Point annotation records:
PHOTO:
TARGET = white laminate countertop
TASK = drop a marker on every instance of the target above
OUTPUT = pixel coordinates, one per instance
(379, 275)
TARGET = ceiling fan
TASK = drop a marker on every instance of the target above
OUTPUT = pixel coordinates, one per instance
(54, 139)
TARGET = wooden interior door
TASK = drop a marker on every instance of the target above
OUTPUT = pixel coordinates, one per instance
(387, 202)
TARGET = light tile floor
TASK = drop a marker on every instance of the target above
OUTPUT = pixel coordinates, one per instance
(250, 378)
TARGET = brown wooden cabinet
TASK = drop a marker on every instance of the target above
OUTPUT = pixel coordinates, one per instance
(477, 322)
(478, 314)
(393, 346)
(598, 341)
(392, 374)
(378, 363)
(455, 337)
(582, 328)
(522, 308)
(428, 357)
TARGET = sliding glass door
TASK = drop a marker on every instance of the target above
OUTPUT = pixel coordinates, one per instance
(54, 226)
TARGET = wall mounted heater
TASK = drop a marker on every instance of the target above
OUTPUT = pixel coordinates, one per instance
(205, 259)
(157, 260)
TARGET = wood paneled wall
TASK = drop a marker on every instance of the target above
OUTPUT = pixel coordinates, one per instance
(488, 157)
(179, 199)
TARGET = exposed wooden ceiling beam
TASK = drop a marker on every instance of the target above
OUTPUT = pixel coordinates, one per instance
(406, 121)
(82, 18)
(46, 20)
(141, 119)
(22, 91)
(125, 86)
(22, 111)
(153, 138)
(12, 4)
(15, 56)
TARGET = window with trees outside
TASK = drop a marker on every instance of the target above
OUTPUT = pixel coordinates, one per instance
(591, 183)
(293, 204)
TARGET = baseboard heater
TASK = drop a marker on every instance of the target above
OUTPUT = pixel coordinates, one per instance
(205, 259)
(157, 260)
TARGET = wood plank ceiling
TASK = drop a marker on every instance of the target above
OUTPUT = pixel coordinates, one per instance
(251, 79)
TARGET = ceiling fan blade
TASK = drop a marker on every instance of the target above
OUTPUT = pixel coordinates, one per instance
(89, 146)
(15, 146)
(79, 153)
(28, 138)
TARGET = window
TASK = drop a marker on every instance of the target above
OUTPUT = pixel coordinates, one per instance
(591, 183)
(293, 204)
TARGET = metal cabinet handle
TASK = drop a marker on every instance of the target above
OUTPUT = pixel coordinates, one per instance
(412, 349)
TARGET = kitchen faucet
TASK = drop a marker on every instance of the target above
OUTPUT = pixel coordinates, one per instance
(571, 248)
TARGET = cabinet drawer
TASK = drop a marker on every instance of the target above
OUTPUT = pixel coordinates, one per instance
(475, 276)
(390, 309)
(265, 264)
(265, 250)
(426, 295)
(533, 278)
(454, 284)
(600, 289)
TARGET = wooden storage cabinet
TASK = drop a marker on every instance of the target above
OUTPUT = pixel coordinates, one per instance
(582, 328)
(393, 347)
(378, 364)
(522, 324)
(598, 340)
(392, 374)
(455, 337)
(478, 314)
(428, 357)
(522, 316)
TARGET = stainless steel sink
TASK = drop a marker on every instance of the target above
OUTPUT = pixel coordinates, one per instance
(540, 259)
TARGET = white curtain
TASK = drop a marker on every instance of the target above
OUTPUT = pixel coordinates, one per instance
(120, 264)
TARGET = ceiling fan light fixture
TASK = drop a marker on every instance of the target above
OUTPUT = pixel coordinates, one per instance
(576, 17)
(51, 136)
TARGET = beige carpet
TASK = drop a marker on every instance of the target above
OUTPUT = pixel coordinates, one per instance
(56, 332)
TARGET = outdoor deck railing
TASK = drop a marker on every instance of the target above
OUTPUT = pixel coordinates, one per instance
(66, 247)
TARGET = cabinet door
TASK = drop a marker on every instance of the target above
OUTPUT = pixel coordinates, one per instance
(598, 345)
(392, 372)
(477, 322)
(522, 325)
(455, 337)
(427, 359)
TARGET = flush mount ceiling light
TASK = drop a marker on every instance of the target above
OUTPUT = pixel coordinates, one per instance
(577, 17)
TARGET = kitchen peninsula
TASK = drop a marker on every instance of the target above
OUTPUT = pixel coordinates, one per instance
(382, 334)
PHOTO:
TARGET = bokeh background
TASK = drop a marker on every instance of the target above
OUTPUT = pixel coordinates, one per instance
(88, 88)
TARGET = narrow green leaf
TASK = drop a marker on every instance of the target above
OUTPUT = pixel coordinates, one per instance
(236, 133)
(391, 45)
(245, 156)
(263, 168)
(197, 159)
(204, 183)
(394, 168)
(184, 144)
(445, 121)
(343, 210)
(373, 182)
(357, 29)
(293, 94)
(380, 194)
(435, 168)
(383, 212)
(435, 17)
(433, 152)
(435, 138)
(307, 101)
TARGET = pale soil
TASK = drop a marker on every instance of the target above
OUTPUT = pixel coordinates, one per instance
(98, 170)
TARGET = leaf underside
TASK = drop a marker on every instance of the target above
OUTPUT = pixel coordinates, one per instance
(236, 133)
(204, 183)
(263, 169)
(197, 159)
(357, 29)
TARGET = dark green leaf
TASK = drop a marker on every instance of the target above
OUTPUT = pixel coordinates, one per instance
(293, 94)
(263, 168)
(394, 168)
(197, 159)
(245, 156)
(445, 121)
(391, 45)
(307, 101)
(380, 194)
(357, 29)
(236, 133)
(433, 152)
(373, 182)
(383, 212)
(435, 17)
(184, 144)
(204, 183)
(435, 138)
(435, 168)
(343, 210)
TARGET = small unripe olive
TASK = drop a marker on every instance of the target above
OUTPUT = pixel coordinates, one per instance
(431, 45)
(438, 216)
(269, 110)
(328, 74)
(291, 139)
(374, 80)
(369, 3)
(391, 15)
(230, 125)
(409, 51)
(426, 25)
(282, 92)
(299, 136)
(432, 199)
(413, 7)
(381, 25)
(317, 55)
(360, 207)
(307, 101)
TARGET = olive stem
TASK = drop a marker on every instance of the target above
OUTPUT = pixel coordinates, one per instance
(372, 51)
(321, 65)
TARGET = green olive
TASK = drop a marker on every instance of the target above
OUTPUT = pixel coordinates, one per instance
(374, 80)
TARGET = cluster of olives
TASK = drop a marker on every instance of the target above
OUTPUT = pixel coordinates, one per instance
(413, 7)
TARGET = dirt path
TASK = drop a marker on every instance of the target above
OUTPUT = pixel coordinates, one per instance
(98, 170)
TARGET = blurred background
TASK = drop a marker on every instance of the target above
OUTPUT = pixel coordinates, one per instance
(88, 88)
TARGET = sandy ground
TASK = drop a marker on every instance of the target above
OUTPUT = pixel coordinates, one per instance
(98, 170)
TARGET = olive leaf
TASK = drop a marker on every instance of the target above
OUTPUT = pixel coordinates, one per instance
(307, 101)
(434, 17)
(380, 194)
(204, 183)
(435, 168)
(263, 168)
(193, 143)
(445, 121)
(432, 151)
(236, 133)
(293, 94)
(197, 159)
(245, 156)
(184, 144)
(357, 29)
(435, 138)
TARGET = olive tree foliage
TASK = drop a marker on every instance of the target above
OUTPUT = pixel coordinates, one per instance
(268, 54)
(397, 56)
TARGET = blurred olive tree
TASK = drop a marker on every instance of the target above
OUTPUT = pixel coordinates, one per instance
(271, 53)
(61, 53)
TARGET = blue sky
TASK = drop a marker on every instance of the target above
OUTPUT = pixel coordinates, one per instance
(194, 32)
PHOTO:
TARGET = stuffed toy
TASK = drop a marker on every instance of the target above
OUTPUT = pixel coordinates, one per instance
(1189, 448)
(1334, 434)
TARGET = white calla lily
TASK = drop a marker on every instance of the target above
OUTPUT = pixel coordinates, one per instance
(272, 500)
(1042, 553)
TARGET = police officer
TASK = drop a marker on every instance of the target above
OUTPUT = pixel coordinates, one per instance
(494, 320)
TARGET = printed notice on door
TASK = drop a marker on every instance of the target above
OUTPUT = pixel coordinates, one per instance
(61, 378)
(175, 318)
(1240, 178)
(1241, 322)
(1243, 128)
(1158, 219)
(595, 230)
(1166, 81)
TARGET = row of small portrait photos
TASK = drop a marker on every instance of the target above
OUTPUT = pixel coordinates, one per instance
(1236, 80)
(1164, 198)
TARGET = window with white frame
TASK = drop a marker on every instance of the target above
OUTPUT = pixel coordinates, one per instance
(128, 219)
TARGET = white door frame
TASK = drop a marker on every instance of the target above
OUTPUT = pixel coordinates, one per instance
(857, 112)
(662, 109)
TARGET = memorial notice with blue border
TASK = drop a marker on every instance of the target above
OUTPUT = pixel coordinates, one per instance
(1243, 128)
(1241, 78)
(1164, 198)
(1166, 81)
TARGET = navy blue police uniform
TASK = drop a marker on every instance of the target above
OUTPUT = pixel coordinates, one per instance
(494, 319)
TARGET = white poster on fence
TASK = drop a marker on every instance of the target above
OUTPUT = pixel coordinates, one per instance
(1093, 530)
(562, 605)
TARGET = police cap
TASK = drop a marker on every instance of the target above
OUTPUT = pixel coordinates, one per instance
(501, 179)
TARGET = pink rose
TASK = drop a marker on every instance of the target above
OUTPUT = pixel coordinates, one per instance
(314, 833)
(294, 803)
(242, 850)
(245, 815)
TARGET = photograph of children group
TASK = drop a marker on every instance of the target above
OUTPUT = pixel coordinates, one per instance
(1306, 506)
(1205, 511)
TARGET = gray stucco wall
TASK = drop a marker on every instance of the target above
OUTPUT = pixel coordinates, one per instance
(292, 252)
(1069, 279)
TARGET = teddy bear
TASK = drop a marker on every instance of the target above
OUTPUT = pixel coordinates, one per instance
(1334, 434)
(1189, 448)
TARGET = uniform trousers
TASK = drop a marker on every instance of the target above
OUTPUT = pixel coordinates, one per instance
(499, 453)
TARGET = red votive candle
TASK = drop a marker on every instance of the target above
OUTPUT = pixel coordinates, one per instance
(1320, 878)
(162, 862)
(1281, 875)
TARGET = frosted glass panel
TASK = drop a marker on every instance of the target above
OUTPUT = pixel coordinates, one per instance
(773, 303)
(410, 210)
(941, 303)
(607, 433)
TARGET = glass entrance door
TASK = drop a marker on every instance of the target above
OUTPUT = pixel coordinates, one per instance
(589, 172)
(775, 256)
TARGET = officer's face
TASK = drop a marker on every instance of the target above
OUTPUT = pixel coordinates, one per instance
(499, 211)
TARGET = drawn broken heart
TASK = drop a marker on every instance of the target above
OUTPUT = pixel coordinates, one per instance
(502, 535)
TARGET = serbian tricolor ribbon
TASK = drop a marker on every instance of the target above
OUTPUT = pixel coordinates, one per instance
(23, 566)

## Do this
Put every line of the material, from the line containing "TARGET = glass entrance door" through the end, into a Markdown table with the columns "No." and "Entry." Number each row and leave out any blank lines.

## Solution
| No. | Entry |
|---|---|
| 1 | TARGET = glass entrance door |
| 2 | TASK = drop a marker on every instance of the target above |
| 3 | OUTPUT = pixel coordinates, one per instance |
| 4 | (589, 172) |
| 5 | (775, 256) |
| 6 | TARGET = officer's face |
| 7 | TASK = drop a marker on every instance of the target above |
| 8 | OUTPUT = pixel coordinates, one per instance |
| 9 | (499, 211) |
| 10 | TARGET = drawn broken heart |
| 11 | TASK = drop a marker on every instance of the target above |
| 12 | OUTPUT = pixel coordinates, one per instance |
| 13 | (502, 535) |
| 14 | TARGET = serbian tricolor ribbon |
| 15 | TASK = drop a marker on every instance of the target above |
| 16 | OUTPUT = pixel coordinates, one per instance |
| 17 | (23, 566) |